▸ **QUOTED PASSAGE**:
"""
CLAIMS1. A computer-implemented method for generating a modified image from an input image by recognising human emotions in an input image, the method comprising: receiving at least one cropped image from an input image, the at least one cropped image comprising a human face; identifying, using a first set of convolutional neural network (CNN) layers, a plurality of facial landmarks on the human face in the at least one cropped image; determining, using a second set of CNN layers and the identified plurality of facial landmarks, at least one discrete emotion and at least one continuous emotion for the human face in the at least one cropped image; and outputting a modified image comprising at least one of the facial landmarks, the determined at least one discrete emotion and the determined at least one continuous emotion for the human face in the at least one cropped image.
2. The method as claimed in claim 1 further comprising, prior to the receiving step: detecting, within the input image, at least one human face; cropping the input image around each detected human face; and outputting at least one cropped image, each cropped image comprising a detected human face from the received image.
3. The method as claimed in claim 1 or 2 wherein the step of identifying a plurality of facial landmarks comprises: applying a facial landmarks heatmap to the human face in the at least one cropped image; and analysing areas of the human face identified by the facial landmarks heatmap to identify the plurality of facial landmarks.
4. The method as claimed in claim 3 wherein the facial landmarks heatmap is generated by the first set of CNN layers.
The method as claimed in any one of claims 1 to 4 further comprising: training the first set of CNN layers to identify a plurality of facial landmarks on a human face by analysing a plurality of images, wherein each image of the plurality of images is annotated using a set of pre-defined facial landmarks applied by human annotators.
The method as claimed in any one of claims 1 to 5 further comprising: training the second set of CNN layers to identify the at least one discrete emotion and the at least one continuous emotion on a human face by analysing a plurality of images, wherein each image of the plurality of images is annotated using a set of pre-defined discrete and continuous emotions applied by human annotators.
The method as claimed in claim 5 or 6 further comprising: identifying, prior to the training, one or more images of the plurality of images comprising an incorrect annotation; and removing the identified one or more images from the database.
8. The method as claimed in claim 7 wherein the step of identifying one or more images comprising an incorrect annotation comprises: identifying an image having an incorrect discrete emotion annotation.
9. The method as claimed in claim 8 where the step of identifying one or more images comprising an incorrect annotation further comprises: identifying an image having an incorrect continuous emotion annotation.
10. The method as claimed in any one of claims 1 to 9 further comprising: training a teacher network by analysing a first plurality of images, wherein the teacher network comprises a first plurality of CNN layers which identify a plurality of facial landmarks on a human face and a second plurality of CNN layers which use the identified plurality of facial landmarks to determine at least one discrete emotion and at least one continuous emotion and each image of the plurality of images is annotated using a set of pre-defined facial landmarks, a set of predefined discrete emotions and a set of pre-defined continuous emotions; inputting a second plurality of images into the trained teacher network, outputting from the teacher network the facial landmarks, the determined at least one discrete emotion, and the determined at least one continuous emotion for each human face in the received second plurality of images.
"""
▸ **Collected data**:
"""
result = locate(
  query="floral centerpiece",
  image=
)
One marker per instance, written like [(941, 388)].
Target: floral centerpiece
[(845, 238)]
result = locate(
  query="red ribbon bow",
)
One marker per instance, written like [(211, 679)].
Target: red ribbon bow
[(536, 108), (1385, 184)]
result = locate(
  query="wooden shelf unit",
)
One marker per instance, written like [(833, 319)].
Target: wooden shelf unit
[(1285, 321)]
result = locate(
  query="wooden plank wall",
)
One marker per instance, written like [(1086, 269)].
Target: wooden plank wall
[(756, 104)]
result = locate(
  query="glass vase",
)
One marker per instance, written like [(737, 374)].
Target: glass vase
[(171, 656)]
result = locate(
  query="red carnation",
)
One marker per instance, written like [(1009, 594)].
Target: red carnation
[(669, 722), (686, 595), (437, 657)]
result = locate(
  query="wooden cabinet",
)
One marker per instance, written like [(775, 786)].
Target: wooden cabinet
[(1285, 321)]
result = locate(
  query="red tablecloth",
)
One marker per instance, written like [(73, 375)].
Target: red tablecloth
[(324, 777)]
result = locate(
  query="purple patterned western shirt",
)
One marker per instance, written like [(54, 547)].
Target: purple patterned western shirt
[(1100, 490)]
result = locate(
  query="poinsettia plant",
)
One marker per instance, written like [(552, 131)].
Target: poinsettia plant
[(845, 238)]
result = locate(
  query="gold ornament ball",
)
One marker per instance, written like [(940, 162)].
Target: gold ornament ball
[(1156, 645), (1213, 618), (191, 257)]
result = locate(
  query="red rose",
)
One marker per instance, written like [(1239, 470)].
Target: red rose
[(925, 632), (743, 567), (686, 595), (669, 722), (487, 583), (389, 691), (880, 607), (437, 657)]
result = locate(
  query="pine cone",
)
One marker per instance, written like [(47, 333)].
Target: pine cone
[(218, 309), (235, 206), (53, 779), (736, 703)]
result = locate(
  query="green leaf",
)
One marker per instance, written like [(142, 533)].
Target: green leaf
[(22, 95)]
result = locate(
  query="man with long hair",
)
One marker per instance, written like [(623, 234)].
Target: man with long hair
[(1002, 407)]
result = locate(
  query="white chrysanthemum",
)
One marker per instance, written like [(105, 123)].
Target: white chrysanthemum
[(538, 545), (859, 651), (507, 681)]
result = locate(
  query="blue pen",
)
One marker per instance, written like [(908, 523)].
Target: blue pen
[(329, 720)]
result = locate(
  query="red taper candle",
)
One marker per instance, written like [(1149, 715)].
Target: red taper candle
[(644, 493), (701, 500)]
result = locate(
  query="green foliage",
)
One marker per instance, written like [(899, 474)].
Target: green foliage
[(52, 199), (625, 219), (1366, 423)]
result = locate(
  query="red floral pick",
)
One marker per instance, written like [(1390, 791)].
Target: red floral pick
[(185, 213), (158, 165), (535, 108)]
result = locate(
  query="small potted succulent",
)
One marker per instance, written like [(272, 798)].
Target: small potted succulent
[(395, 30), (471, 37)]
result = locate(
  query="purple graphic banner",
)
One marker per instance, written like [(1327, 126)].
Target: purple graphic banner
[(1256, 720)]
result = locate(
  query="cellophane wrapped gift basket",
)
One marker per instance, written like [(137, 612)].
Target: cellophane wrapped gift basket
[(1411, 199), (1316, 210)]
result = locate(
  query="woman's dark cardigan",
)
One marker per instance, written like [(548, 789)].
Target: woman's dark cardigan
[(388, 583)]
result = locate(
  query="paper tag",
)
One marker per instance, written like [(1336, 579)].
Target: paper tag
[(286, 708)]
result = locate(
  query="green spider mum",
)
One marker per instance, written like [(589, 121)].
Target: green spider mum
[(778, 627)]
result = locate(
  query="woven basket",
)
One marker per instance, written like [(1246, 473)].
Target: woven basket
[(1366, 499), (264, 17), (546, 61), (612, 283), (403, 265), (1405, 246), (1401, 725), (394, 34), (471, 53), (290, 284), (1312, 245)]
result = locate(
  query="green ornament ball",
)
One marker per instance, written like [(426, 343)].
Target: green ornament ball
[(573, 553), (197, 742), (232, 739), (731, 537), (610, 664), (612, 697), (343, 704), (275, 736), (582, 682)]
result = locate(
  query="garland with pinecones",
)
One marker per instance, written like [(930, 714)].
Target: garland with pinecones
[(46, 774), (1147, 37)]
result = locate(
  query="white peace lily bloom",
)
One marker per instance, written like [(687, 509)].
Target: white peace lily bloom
"""
▸ **OBJECTIVES**:
A. In the patent claims, what generates the facial landmarks heatmap?
B. Swap "modified image" for "altered image" and write out the patent claims from "CLAIMS1. A computer-implemented" up to and including "one cropped image.".
Base your answers on the patent claims alone.

▸ **TASK RESULTS**:
A. The first set of CNN layers generates it.

B.
CLAIMS1. A computer-implemented method for generating a altered image from an input image by recognising human emotions in an input image, the method comprising: receiving at least one cropped image from an input image, the at least one cropped image comprising a human face; identifying, using a first set of convolutional neural network (CNN) layers, a plurality of facial landmarks on the human face in the at least one cropped image; determining, using a second set of CNN layers and the identified plurality of facial landmarks, at least one discrete emotion and at least one continuous emotion for the human face in the at least one cropped image; and outputting a altered image comprising at least one of the facial landmarks, the determined at least one discrete emotion and the determined at least one continuous emotion for the human face in the at least one cropped image.